Extract every line of the items below that contains the string "banner", matching case exactly.

(Stored entries)
******************************
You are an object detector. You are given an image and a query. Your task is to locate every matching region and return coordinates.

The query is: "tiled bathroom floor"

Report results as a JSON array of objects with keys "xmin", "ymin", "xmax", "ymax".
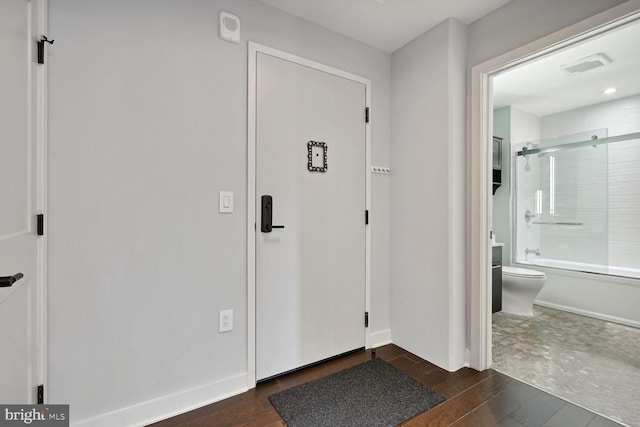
[{"xmin": 493, "ymin": 305, "xmax": 640, "ymax": 427}]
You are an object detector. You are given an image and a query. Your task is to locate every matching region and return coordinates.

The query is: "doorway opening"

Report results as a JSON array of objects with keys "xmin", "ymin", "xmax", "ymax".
[
  {"xmin": 247, "ymin": 42, "xmax": 371, "ymax": 388},
  {"xmin": 471, "ymin": 4, "xmax": 640, "ymax": 427}
]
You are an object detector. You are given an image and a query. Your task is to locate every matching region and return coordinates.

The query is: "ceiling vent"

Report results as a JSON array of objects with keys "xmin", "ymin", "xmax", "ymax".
[{"xmin": 560, "ymin": 53, "xmax": 612, "ymax": 76}]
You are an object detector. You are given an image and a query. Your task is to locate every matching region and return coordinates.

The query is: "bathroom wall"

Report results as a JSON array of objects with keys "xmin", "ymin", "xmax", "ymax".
[{"xmin": 491, "ymin": 107, "xmax": 511, "ymax": 265}]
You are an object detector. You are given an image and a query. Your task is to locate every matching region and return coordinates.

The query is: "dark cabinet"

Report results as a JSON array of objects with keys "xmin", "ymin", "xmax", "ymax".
[
  {"xmin": 492, "ymin": 136, "xmax": 502, "ymax": 194},
  {"xmin": 491, "ymin": 246, "xmax": 502, "ymax": 313}
]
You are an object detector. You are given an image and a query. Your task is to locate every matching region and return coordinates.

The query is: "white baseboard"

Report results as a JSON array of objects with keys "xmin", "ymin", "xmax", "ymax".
[
  {"xmin": 371, "ymin": 329, "xmax": 392, "ymax": 348},
  {"xmin": 72, "ymin": 374, "xmax": 248, "ymax": 427},
  {"xmin": 534, "ymin": 300, "xmax": 640, "ymax": 328}
]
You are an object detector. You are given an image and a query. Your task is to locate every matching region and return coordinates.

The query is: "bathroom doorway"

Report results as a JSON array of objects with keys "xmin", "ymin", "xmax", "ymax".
[{"xmin": 488, "ymin": 10, "xmax": 640, "ymax": 425}]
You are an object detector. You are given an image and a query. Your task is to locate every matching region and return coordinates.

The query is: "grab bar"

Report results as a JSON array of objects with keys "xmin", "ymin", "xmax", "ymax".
[{"xmin": 532, "ymin": 221, "xmax": 582, "ymax": 225}]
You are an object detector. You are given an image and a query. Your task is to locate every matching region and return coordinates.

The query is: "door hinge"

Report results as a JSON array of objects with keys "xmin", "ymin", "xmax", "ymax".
[
  {"xmin": 36, "ymin": 214, "xmax": 44, "ymax": 236},
  {"xmin": 36, "ymin": 36, "xmax": 53, "ymax": 64}
]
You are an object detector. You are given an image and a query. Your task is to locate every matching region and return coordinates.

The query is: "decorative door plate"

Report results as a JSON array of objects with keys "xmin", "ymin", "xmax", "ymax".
[{"xmin": 307, "ymin": 141, "xmax": 327, "ymax": 172}]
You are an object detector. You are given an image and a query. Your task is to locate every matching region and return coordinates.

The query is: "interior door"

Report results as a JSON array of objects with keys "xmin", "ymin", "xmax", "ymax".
[
  {"xmin": 256, "ymin": 53, "xmax": 366, "ymax": 380},
  {"xmin": 0, "ymin": 0, "xmax": 40, "ymax": 404}
]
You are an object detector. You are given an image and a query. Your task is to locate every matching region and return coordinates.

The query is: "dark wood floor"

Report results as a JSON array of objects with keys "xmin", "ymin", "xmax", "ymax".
[{"xmin": 153, "ymin": 345, "xmax": 619, "ymax": 427}]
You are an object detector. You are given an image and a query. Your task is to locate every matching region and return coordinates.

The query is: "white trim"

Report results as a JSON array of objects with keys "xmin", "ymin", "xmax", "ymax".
[
  {"xmin": 71, "ymin": 374, "xmax": 247, "ymax": 427},
  {"xmin": 469, "ymin": 0, "xmax": 640, "ymax": 370},
  {"xmin": 31, "ymin": 0, "xmax": 49, "ymax": 402},
  {"xmin": 370, "ymin": 329, "xmax": 393, "ymax": 348},
  {"xmin": 247, "ymin": 41, "xmax": 373, "ymax": 388},
  {"xmin": 533, "ymin": 300, "xmax": 640, "ymax": 328}
]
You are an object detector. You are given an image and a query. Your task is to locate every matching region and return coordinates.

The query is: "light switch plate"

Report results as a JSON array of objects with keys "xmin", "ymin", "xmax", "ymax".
[{"xmin": 218, "ymin": 191, "xmax": 233, "ymax": 213}]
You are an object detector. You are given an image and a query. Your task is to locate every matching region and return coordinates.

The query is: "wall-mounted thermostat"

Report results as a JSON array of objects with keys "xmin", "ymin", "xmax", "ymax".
[{"xmin": 219, "ymin": 12, "xmax": 240, "ymax": 43}]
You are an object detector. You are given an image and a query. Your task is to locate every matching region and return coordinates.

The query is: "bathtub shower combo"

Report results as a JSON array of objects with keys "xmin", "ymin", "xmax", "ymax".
[{"xmin": 512, "ymin": 129, "xmax": 640, "ymax": 278}]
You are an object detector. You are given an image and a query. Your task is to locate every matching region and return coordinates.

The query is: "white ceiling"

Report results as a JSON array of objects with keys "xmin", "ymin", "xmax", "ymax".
[
  {"xmin": 493, "ymin": 19, "xmax": 640, "ymax": 117},
  {"xmin": 258, "ymin": 0, "xmax": 510, "ymax": 53}
]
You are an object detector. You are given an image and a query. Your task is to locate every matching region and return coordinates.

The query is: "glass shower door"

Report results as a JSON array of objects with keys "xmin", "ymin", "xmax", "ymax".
[{"xmin": 512, "ymin": 129, "xmax": 608, "ymax": 273}]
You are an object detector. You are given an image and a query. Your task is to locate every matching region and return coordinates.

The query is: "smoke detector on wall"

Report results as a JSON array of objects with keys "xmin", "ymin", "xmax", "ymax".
[{"xmin": 560, "ymin": 53, "xmax": 613, "ymax": 76}]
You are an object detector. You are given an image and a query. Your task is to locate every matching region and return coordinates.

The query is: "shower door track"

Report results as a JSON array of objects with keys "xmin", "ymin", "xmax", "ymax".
[{"xmin": 516, "ymin": 132, "xmax": 640, "ymax": 156}]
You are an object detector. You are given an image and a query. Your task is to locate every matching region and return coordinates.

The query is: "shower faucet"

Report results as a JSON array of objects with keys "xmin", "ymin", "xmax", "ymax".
[{"xmin": 524, "ymin": 209, "xmax": 538, "ymax": 222}]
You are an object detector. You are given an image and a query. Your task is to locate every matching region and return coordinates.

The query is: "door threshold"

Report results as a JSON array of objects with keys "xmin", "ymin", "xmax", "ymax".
[{"xmin": 256, "ymin": 347, "xmax": 365, "ymax": 385}]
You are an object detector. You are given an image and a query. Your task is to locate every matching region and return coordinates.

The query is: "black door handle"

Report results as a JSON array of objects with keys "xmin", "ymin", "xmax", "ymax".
[
  {"xmin": 260, "ymin": 194, "xmax": 284, "ymax": 233},
  {"xmin": 0, "ymin": 273, "xmax": 24, "ymax": 288}
]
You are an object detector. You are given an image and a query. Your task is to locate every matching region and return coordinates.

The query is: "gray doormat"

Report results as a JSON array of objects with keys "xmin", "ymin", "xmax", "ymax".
[{"xmin": 269, "ymin": 359, "xmax": 444, "ymax": 427}]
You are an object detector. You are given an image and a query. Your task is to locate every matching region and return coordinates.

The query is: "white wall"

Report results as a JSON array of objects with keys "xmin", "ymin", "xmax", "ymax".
[
  {"xmin": 48, "ymin": 0, "xmax": 390, "ymax": 425},
  {"xmin": 467, "ymin": 0, "xmax": 625, "ymax": 67},
  {"xmin": 391, "ymin": 20, "xmax": 466, "ymax": 370}
]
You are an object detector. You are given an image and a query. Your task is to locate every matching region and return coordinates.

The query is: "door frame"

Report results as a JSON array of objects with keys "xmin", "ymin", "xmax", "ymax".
[
  {"xmin": 31, "ymin": 0, "xmax": 49, "ymax": 403},
  {"xmin": 468, "ymin": 0, "xmax": 640, "ymax": 371},
  {"xmin": 247, "ymin": 41, "xmax": 371, "ymax": 389}
]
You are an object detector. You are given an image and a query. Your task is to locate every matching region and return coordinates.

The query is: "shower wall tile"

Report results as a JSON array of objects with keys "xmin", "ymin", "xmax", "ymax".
[{"xmin": 540, "ymin": 96, "xmax": 640, "ymax": 269}]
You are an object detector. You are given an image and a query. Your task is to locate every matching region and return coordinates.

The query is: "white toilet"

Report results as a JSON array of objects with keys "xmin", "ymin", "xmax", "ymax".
[{"xmin": 502, "ymin": 266, "xmax": 547, "ymax": 316}]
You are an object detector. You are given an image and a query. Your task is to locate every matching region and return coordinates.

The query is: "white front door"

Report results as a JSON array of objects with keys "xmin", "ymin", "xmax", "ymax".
[
  {"xmin": 255, "ymin": 52, "xmax": 366, "ymax": 380},
  {"xmin": 0, "ymin": 0, "xmax": 42, "ymax": 404}
]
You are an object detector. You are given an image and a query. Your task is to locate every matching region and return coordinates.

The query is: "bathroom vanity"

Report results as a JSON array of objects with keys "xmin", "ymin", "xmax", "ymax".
[{"xmin": 491, "ymin": 243, "xmax": 503, "ymax": 313}]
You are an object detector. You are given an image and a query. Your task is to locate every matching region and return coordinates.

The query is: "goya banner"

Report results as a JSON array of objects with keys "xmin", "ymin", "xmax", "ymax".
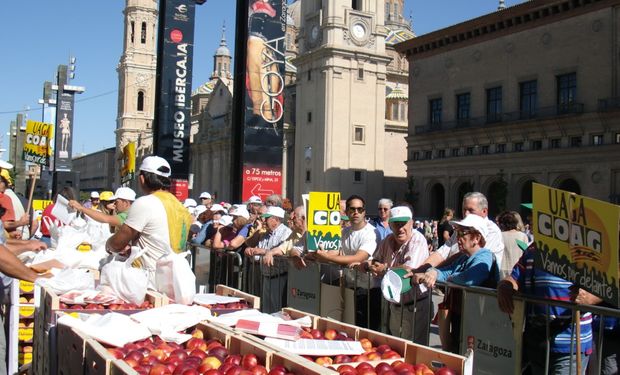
[
  {"xmin": 306, "ymin": 191, "xmax": 341, "ymax": 251},
  {"xmin": 532, "ymin": 184, "xmax": 620, "ymax": 306},
  {"xmin": 22, "ymin": 120, "xmax": 54, "ymax": 166}
]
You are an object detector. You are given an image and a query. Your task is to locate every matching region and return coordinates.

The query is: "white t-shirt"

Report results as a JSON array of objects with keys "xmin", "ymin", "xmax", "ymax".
[{"xmin": 125, "ymin": 195, "xmax": 170, "ymax": 270}]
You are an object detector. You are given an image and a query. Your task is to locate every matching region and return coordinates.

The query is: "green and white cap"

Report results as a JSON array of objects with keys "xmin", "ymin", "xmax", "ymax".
[
  {"xmin": 381, "ymin": 268, "xmax": 411, "ymax": 303},
  {"xmin": 388, "ymin": 206, "xmax": 413, "ymax": 223}
]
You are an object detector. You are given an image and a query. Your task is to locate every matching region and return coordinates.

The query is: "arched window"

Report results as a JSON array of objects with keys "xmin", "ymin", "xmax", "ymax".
[
  {"xmin": 140, "ymin": 22, "xmax": 146, "ymax": 44},
  {"xmin": 137, "ymin": 91, "xmax": 144, "ymax": 112}
]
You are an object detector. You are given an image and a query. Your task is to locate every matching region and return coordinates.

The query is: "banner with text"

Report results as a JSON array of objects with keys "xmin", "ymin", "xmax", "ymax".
[
  {"xmin": 532, "ymin": 184, "xmax": 620, "ymax": 306},
  {"xmin": 22, "ymin": 120, "xmax": 54, "ymax": 166},
  {"xmin": 306, "ymin": 191, "xmax": 341, "ymax": 251},
  {"xmin": 153, "ymin": 0, "xmax": 196, "ymax": 179},
  {"xmin": 120, "ymin": 142, "xmax": 136, "ymax": 184}
]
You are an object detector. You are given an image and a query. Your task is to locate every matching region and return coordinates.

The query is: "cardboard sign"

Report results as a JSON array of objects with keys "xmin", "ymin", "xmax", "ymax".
[
  {"xmin": 22, "ymin": 120, "xmax": 54, "ymax": 166},
  {"xmin": 532, "ymin": 184, "xmax": 620, "ymax": 306},
  {"xmin": 306, "ymin": 191, "xmax": 341, "ymax": 251}
]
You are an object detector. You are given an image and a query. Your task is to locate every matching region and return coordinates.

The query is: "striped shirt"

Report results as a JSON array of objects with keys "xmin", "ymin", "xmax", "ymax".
[{"xmin": 511, "ymin": 249, "xmax": 592, "ymax": 354}]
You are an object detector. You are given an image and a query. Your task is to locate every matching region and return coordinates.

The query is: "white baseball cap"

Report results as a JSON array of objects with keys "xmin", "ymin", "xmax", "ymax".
[
  {"xmin": 248, "ymin": 195, "xmax": 263, "ymax": 203},
  {"xmin": 114, "ymin": 187, "xmax": 136, "ymax": 202},
  {"xmin": 140, "ymin": 156, "xmax": 172, "ymax": 177},
  {"xmin": 229, "ymin": 206, "xmax": 250, "ymax": 219},
  {"xmin": 388, "ymin": 206, "xmax": 413, "ymax": 223},
  {"xmin": 262, "ymin": 206, "xmax": 284, "ymax": 219},
  {"xmin": 450, "ymin": 214, "xmax": 489, "ymax": 239},
  {"xmin": 183, "ymin": 198, "xmax": 198, "ymax": 208}
]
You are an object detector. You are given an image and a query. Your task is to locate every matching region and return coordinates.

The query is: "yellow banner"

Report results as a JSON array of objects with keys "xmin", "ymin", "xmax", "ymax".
[
  {"xmin": 22, "ymin": 120, "xmax": 54, "ymax": 166},
  {"xmin": 306, "ymin": 191, "xmax": 341, "ymax": 251},
  {"xmin": 120, "ymin": 142, "xmax": 136, "ymax": 184},
  {"xmin": 532, "ymin": 184, "xmax": 620, "ymax": 306}
]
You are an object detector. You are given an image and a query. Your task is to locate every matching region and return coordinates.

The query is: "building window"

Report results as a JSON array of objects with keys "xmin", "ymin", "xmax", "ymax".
[
  {"xmin": 557, "ymin": 73, "xmax": 577, "ymax": 113},
  {"xmin": 353, "ymin": 126, "xmax": 364, "ymax": 143},
  {"xmin": 456, "ymin": 93, "xmax": 471, "ymax": 121},
  {"xmin": 140, "ymin": 22, "xmax": 146, "ymax": 44},
  {"xmin": 136, "ymin": 91, "xmax": 144, "ymax": 112},
  {"xmin": 592, "ymin": 134, "xmax": 603, "ymax": 146},
  {"xmin": 353, "ymin": 171, "xmax": 364, "ymax": 183},
  {"xmin": 487, "ymin": 86, "xmax": 502, "ymax": 122},
  {"xmin": 519, "ymin": 80, "xmax": 538, "ymax": 118},
  {"xmin": 429, "ymin": 98, "xmax": 441, "ymax": 124},
  {"xmin": 514, "ymin": 142, "xmax": 523, "ymax": 152}
]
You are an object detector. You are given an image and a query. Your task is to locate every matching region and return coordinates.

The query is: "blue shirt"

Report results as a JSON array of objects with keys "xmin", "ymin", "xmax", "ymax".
[
  {"xmin": 511, "ymin": 248, "xmax": 592, "ymax": 353},
  {"xmin": 437, "ymin": 248, "xmax": 499, "ymax": 286}
]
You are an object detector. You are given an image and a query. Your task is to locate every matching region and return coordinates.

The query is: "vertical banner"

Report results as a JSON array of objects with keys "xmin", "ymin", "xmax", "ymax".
[
  {"xmin": 532, "ymin": 184, "xmax": 620, "ymax": 306},
  {"xmin": 153, "ymin": 0, "xmax": 196, "ymax": 179},
  {"xmin": 120, "ymin": 142, "xmax": 136, "ymax": 184},
  {"xmin": 54, "ymin": 88, "xmax": 75, "ymax": 171},
  {"xmin": 306, "ymin": 191, "xmax": 341, "ymax": 251},
  {"xmin": 233, "ymin": 0, "xmax": 287, "ymax": 200},
  {"xmin": 22, "ymin": 120, "xmax": 54, "ymax": 166}
]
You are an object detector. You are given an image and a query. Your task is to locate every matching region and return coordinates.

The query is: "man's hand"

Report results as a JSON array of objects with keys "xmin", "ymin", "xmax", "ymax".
[
  {"xmin": 497, "ymin": 279, "xmax": 517, "ymax": 314},
  {"xmin": 570, "ymin": 285, "xmax": 603, "ymax": 305}
]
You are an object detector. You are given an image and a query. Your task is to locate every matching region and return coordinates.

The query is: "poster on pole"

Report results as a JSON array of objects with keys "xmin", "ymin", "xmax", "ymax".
[
  {"xmin": 22, "ymin": 120, "xmax": 54, "ymax": 166},
  {"xmin": 120, "ymin": 142, "xmax": 136, "ymax": 184},
  {"xmin": 306, "ymin": 191, "xmax": 341, "ymax": 251},
  {"xmin": 532, "ymin": 183, "xmax": 620, "ymax": 306}
]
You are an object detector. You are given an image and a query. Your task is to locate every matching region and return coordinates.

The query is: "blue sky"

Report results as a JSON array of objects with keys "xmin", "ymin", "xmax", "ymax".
[{"xmin": 0, "ymin": 0, "xmax": 520, "ymax": 159}]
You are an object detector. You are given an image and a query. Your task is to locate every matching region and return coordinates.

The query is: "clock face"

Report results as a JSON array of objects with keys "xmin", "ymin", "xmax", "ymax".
[{"xmin": 351, "ymin": 23, "xmax": 366, "ymax": 39}]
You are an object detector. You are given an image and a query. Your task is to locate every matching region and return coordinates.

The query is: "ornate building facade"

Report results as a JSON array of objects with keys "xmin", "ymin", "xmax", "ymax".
[{"xmin": 396, "ymin": 0, "xmax": 620, "ymax": 218}]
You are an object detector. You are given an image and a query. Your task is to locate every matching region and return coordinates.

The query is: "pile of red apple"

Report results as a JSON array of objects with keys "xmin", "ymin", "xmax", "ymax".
[
  {"xmin": 331, "ymin": 361, "xmax": 456, "ymax": 375},
  {"xmin": 300, "ymin": 328, "xmax": 402, "ymax": 366},
  {"xmin": 108, "ymin": 329, "xmax": 292, "ymax": 375},
  {"xmin": 58, "ymin": 300, "xmax": 153, "ymax": 310}
]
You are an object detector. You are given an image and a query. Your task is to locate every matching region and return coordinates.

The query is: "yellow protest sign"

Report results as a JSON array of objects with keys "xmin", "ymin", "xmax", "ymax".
[
  {"xmin": 120, "ymin": 142, "xmax": 136, "ymax": 184},
  {"xmin": 22, "ymin": 120, "xmax": 54, "ymax": 166},
  {"xmin": 306, "ymin": 191, "xmax": 341, "ymax": 251},
  {"xmin": 532, "ymin": 184, "xmax": 620, "ymax": 306}
]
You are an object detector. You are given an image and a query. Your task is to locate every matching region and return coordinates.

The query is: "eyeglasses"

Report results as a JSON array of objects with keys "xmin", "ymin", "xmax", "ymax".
[{"xmin": 347, "ymin": 207, "xmax": 366, "ymax": 214}]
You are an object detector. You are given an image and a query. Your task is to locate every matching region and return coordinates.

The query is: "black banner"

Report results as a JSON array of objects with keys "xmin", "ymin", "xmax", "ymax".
[
  {"xmin": 54, "ymin": 88, "xmax": 75, "ymax": 171},
  {"xmin": 233, "ymin": 0, "xmax": 287, "ymax": 200},
  {"xmin": 153, "ymin": 0, "xmax": 196, "ymax": 179}
]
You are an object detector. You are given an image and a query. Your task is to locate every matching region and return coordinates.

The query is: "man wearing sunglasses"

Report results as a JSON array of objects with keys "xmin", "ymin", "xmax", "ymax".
[{"xmin": 310, "ymin": 195, "xmax": 381, "ymax": 330}]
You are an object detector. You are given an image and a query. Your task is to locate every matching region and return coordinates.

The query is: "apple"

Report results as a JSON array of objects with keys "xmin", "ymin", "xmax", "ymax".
[
  {"xmin": 241, "ymin": 353, "xmax": 258, "ymax": 370},
  {"xmin": 323, "ymin": 328, "xmax": 338, "ymax": 340}
]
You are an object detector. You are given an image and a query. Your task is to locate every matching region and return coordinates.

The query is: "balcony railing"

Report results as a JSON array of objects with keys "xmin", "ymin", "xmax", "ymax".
[{"xmin": 415, "ymin": 103, "xmax": 584, "ymax": 134}]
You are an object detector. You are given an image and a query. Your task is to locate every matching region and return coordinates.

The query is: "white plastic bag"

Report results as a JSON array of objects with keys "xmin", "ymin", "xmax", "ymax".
[
  {"xmin": 101, "ymin": 246, "xmax": 149, "ymax": 305},
  {"xmin": 155, "ymin": 249, "xmax": 196, "ymax": 305}
]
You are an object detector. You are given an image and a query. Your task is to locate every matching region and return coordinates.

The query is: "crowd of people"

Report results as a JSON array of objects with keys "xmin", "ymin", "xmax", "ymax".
[{"xmin": 0, "ymin": 156, "xmax": 620, "ymax": 374}]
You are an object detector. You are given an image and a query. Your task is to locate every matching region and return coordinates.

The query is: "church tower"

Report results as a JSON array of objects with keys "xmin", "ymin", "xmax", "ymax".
[
  {"xmin": 294, "ymin": 0, "xmax": 390, "ymax": 202},
  {"xmin": 116, "ymin": 0, "xmax": 158, "ymax": 184}
]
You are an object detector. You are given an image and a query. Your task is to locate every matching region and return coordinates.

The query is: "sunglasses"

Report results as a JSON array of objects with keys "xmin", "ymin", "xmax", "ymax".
[{"xmin": 347, "ymin": 207, "xmax": 366, "ymax": 214}]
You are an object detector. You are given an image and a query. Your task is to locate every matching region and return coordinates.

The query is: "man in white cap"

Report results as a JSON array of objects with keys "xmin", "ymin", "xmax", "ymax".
[
  {"xmin": 360, "ymin": 206, "xmax": 432, "ymax": 345},
  {"xmin": 106, "ymin": 156, "xmax": 192, "ymax": 282},
  {"xmin": 199, "ymin": 191, "xmax": 213, "ymax": 208},
  {"xmin": 69, "ymin": 187, "xmax": 136, "ymax": 232},
  {"xmin": 245, "ymin": 206, "xmax": 291, "ymax": 314}
]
******************************
SOLUTION
The query is: "goya banner"
The query is: "banner with text"
The query is: "yellow banner"
The query is: "vertical banner"
The query is: "black banner"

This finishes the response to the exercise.